Render each line of the listing below as an item in a numbered list, omitting any blank lines.

━━━ Exercise data

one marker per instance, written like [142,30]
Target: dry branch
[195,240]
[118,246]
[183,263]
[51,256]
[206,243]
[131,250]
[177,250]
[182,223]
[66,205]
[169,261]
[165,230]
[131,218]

━━━━━━

* _Result for this task_
1. one marker per instance, written like [142,30]
2. Target: dry branch
3. [195,240]
4. [118,246]
5. [183,263]
6. [51,256]
7. [206,243]
8. [131,250]
9. [177,250]
10. [182,223]
11. [66,205]
12. [169,261]
13. [165,230]
14. [131,218]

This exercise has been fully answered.